● **What you need to do**:
[1] Copy the part of the .22 magnum thread from "I would probably" up to and including "(Sep 20, 2003)", word for word.
[2] In the .22 magnum thread, list every distinct username that appears as a post heading, each once, in order of first appearance.

# 22 wmr for defense



## wackjob (Jan 30, 2009)

does anyone have a recomendation for 22 mag ammo for self defense use out of a pocket gun?

I understand that a bazooka is ideal, but I have already selected my gun and it's a short 22 mag.


----------



## xdeano (Jan 14, 2005)

it's kind of small, but than again a grain of sand in the right spot can be lethal.

I'd probably go with a nice heavy hollow point, if that's what I had to go with. Something with a bit more controlled expansion and weight retention. Just my thoughts.

neat idea though.

xdeano


----------



## southdakbearfan (Oct 11, 2004)

I would probably go with one of the 40 gr hollowpoints, getting a little more mass to carry through, or the remington viper flat tipped ammo if its still around.


----------



## Burly1 (Sep 20, 2003)

I'm going to stray from the pack on this one. If I were to carry a .22 mag for self-defense, I would lean toward a solid bullet. My reasoning is strictly for purposes of penetration. A hollowpoint would impede penetration in what is already a lower powered cartridge sending a small, relatively light bullet. Heavy clothing covering the vitals of a two legged varmint would compound the problem. .22 magnum hollowpoints are made to upset quickly on small game animals. To my knowledge, there are no loads designed for self-defense available to the consumer. The hollowpoint would certainly offer a larger wound channel, but if if doesn't make it into the vitals of your chosen scumbag, it would not be very effective. After all, if you really, truly have to shoot somebody, you want them stone cold dead. To think any other way is inviting disaster.
Carry carefully. Carry legally (if possible) and carry all the time.
Burl


----------



## xdeano (Jan 14, 2005)

Burly1
You're on to something there, solids wouldn't be a bad idea either. It would give nice penetration and still have decent channeling caused by mushrooming.

xdeano


----------



## huntin1 (Nov 14, 2003)

I would go with solids, a 22 pistol as a defense weapon will work better than nothing. Regardless of what you use, you still have the psycological effect of shooting something at them, very unnerving if on the recieving end.

huntin1


----------



## handirifle (Jan 27, 2009)

Take an old coat, or heavy jacket (dressed like someone on a very cool nite) and put it over a homemade dummy as close to body density if possible.

Then shoot it with the 30gr Vmax, the 40gr HP, and solid loads, from about 8-10 feet. That will tell you what you want.

Although, unless hit in the head or maybe the heart, it will not be an immediate stopper, but if hits are in the chest or vitals, it will be lethal.

The 22 WMR is powerful and a pretty decent choice, IMHO.


----------



## imajeep (Jan 21, 2007)

ive found the 22 mag to be fairly decent,

what it lacks in actual punch, is made up for in velocity, even thru my revolver im shooting in the neighborhood of 1550fps

id look for quickshock if they have it, and test it on a pair of phone books, stacked up...

then compare that to a jacketed bullet, 
you will be impressed with penetration compared to 25 and 32 acp rounds


----------

● **Dataset content**:

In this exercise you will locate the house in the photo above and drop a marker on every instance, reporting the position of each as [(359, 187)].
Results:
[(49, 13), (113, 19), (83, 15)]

● **Responses to the tasks**:
[1]
I would probably go with one of the 40 gr hollowpoints, getting a little more mass to carry through, or the remington viper flat tipped ammo if its still around.


----------



## Burly1 (Sep 20, 2003)

[2]
wackjob
xdeano
southdakbearfan
Burly1
huntin1
handirifle
imajeep